> _Problem description_: Would you please copy each line of the data in which the string "lower" occurs?

========================================================================

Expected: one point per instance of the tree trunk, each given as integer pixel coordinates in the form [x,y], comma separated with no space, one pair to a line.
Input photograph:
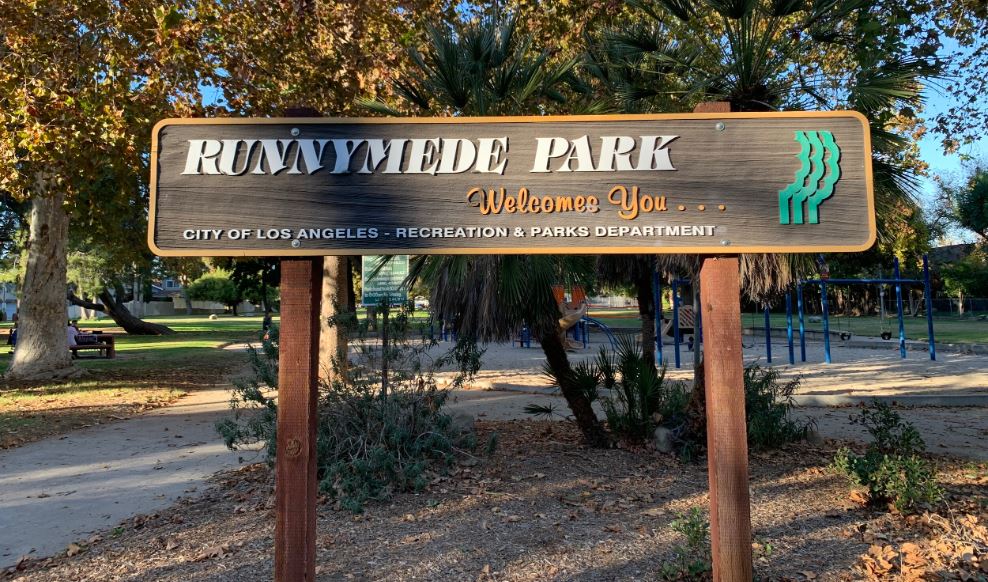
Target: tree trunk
[579,404]
[647,309]
[696,409]
[333,343]
[697,328]
[351,303]
[188,301]
[115,308]
[42,351]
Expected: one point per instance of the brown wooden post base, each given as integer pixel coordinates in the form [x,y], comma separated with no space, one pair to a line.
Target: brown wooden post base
[727,438]
[295,466]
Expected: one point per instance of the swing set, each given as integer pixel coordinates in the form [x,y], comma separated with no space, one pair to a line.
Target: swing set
[897,281]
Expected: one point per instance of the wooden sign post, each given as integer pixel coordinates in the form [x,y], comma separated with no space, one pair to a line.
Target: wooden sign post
[712,183]
[727,430]
[295,466]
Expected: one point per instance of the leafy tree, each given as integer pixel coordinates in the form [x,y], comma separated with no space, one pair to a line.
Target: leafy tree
[81,83]
[966,277]
[185,270]
[970,202]
[219,287]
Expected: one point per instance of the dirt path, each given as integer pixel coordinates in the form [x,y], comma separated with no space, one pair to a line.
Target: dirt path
[57,491]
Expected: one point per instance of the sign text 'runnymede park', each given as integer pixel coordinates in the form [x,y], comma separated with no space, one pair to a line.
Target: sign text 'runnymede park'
[698,183]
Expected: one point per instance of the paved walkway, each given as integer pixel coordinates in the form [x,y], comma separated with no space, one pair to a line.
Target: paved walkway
[57,491]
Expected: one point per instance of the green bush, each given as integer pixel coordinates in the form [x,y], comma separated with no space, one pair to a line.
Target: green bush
[216,286]
[254,414]
[371,442]
[635,397]
[692,561]
[892,468]
[767,405]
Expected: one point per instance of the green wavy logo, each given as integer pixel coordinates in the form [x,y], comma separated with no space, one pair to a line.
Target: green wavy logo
[819,171]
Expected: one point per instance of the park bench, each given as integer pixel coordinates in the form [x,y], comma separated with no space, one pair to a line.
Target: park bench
[102,343]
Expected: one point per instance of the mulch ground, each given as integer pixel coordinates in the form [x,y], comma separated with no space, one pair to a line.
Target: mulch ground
[546,508]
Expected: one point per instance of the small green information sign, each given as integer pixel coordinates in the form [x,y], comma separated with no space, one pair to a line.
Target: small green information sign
[382,281]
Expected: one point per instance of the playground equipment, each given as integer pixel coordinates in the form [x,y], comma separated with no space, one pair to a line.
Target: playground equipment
[897,281]
[683,317]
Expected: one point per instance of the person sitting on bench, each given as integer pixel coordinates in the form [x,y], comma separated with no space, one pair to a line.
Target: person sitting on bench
[70,334]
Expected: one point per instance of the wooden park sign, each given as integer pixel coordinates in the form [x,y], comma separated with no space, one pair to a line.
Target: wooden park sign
[714,183]
[744,182]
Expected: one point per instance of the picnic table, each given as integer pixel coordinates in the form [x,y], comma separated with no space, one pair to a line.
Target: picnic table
[103,343]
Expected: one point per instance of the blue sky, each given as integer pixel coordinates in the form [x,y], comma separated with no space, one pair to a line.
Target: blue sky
[950,165]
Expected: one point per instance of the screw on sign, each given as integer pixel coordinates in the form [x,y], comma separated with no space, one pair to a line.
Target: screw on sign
[302,188]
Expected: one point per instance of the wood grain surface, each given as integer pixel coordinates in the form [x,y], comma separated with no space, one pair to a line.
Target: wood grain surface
[734,172]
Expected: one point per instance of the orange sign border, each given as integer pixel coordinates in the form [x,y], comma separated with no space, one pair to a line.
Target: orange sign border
[631,249]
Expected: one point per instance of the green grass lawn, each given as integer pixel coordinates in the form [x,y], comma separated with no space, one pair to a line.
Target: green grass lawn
[149,371]
[196,343]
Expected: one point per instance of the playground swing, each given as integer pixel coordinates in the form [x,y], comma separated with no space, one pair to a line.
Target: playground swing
[898,282]
[884,330]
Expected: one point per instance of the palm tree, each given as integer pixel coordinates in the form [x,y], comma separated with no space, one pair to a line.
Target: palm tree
[762,55]
[489,68]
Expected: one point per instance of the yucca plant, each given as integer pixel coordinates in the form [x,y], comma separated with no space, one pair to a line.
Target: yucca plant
[489,67]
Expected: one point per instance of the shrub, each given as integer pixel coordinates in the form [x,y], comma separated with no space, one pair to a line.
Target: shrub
[692,561]
[370,442]
[892,468]
[635,397]
[767,404]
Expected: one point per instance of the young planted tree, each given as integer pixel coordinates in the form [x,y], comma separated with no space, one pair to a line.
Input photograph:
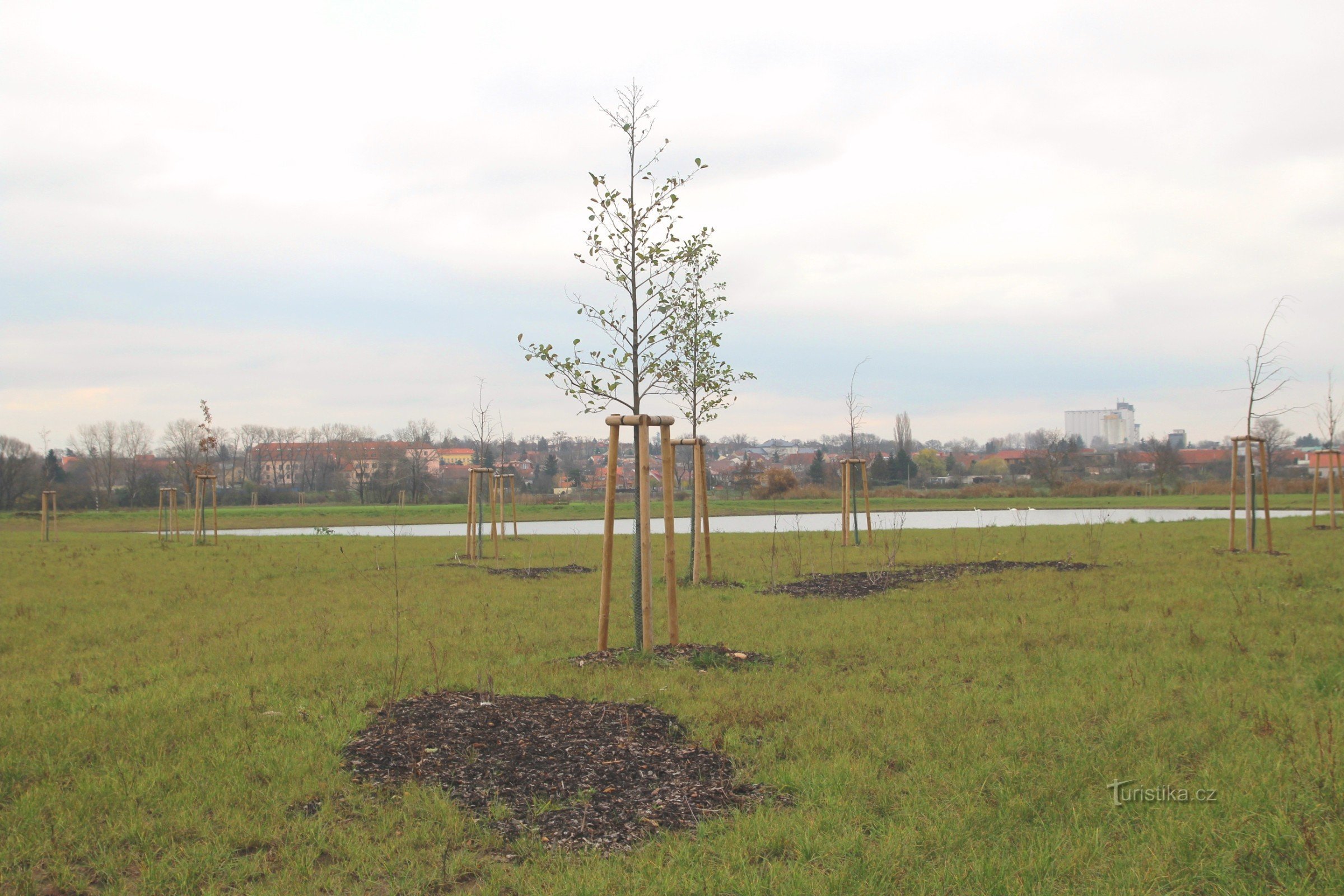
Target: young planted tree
[633,245]
[702,382]
[1267,376]
[1328,417]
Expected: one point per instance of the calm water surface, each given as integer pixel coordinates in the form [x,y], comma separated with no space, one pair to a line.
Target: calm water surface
[803,521]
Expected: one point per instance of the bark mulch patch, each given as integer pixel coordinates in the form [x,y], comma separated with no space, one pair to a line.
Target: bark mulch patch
[861,585]
[581,776]
[702,656]
[538,573]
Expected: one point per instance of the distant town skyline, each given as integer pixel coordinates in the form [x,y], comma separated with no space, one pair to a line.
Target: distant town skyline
[350,213]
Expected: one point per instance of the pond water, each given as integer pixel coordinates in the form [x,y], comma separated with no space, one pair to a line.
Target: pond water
[801,521]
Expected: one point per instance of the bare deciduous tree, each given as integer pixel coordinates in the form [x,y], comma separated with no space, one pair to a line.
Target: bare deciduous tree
[1267,371]
[136,440]
[855,409]
[99,444]
[702,382]
[635,246]
[1050,453]
[480,428]
[18,470]
[1166,460]
[1328,417]
[1277,437]
[902,435]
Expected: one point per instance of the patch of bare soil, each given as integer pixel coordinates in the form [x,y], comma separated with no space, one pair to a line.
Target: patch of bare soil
[702,656]
[538,573]
[581,776]
[862,585]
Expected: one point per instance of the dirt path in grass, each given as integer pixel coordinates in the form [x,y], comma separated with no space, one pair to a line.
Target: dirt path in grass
[862,585]
[581,776]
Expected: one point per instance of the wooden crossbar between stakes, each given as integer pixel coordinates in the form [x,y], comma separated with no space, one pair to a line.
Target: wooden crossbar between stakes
[169,521]
[1250,493]
[198,534]
[701,521]
[495,511]
[49,516]
[507,483]
[846,489]
[643,425]
[1332,469]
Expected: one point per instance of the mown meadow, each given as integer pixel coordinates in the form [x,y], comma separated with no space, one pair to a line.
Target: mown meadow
[171,718]
[338,514]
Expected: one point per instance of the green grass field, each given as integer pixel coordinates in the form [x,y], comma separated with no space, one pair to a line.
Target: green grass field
[167,711]
[316,515]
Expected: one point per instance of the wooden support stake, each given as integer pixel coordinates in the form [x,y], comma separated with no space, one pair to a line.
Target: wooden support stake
[512,500]
[646,539]
[1269,534]
[670,531]
[1250,499]
[604,606]
[49,516]
[697,484]
[1316,484]
[704,516]
[867,508]
[471,511]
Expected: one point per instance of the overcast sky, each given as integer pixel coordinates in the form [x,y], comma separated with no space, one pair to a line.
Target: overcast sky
[311,213]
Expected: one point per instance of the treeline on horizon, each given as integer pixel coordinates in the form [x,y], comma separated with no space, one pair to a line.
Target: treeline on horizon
[125,464]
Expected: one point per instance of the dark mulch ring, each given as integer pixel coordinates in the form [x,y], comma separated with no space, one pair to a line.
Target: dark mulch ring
[702,656]
[861,585]
[538,573]
[581,776]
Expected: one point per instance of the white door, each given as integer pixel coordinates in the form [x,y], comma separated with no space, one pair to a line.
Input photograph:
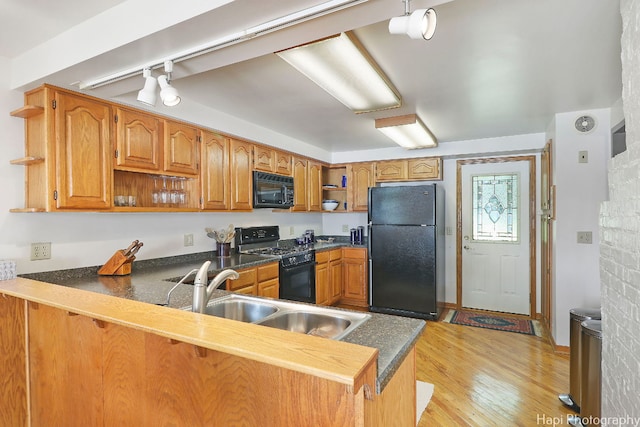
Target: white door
[495,236]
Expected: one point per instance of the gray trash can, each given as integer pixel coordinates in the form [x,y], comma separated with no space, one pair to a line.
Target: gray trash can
[591,378]
[577,316]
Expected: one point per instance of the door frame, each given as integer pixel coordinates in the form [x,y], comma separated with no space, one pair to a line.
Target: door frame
[532,223]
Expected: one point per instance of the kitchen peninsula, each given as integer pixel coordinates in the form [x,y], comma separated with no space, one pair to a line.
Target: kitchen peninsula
[114,349]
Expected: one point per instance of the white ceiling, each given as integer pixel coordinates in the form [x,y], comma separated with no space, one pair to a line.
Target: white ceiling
[494,67]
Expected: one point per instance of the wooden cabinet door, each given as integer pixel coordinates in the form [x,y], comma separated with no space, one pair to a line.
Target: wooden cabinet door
[138,140]
[241,175]
[283,163]
[269,288]
[264,159]
[181,148]
[84,171]
[314,186]
[247,283]
[215,171]
[335,273]
[64,387]
[323,279]
[392,170]
[424,168]
[299,184]
[268,280]
[360,178]
[354,285]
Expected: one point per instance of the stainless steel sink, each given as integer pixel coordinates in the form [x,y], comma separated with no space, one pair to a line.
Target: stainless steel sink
[320,325]
[302,318]
[239,309]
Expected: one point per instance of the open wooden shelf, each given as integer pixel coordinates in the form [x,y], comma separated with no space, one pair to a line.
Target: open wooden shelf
[27,111]
[26,161]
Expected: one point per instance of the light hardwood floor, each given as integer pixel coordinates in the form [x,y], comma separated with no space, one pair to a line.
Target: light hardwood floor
[490,378]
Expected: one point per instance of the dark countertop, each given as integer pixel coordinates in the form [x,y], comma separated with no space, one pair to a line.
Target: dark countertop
[151,280]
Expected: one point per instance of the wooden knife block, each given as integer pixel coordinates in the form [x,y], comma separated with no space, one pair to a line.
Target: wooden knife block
[117,265]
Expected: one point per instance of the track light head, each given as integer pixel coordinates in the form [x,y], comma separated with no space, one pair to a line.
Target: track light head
[419,25]
[168,93]
[147,95]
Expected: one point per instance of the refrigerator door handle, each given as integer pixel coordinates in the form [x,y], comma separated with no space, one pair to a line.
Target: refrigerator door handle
[370,283]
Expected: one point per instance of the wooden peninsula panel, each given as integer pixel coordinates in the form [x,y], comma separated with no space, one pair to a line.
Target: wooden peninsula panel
[13,373]
[133,363]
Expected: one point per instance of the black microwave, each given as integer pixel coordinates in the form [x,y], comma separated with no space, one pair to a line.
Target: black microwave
[272,191]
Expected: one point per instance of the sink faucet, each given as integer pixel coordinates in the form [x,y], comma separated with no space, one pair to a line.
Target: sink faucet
[202,292]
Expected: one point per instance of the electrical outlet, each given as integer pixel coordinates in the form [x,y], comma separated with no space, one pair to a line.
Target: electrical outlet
[41,250]
[585,237]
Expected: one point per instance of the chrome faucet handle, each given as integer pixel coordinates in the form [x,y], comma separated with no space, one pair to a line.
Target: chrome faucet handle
[178,284]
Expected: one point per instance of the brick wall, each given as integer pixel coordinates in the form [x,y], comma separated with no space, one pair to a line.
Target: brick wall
[620,243]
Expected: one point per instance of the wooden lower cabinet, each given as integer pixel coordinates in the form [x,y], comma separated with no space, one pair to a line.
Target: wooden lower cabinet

========================================================================

> _Response to this task_:
Expected: one point per instance of the wooden lower cabinet, each given as integer pixel coordinates in the form [x,y], comma separated with no space, one pair to a line.
Target: wooden lower cabinet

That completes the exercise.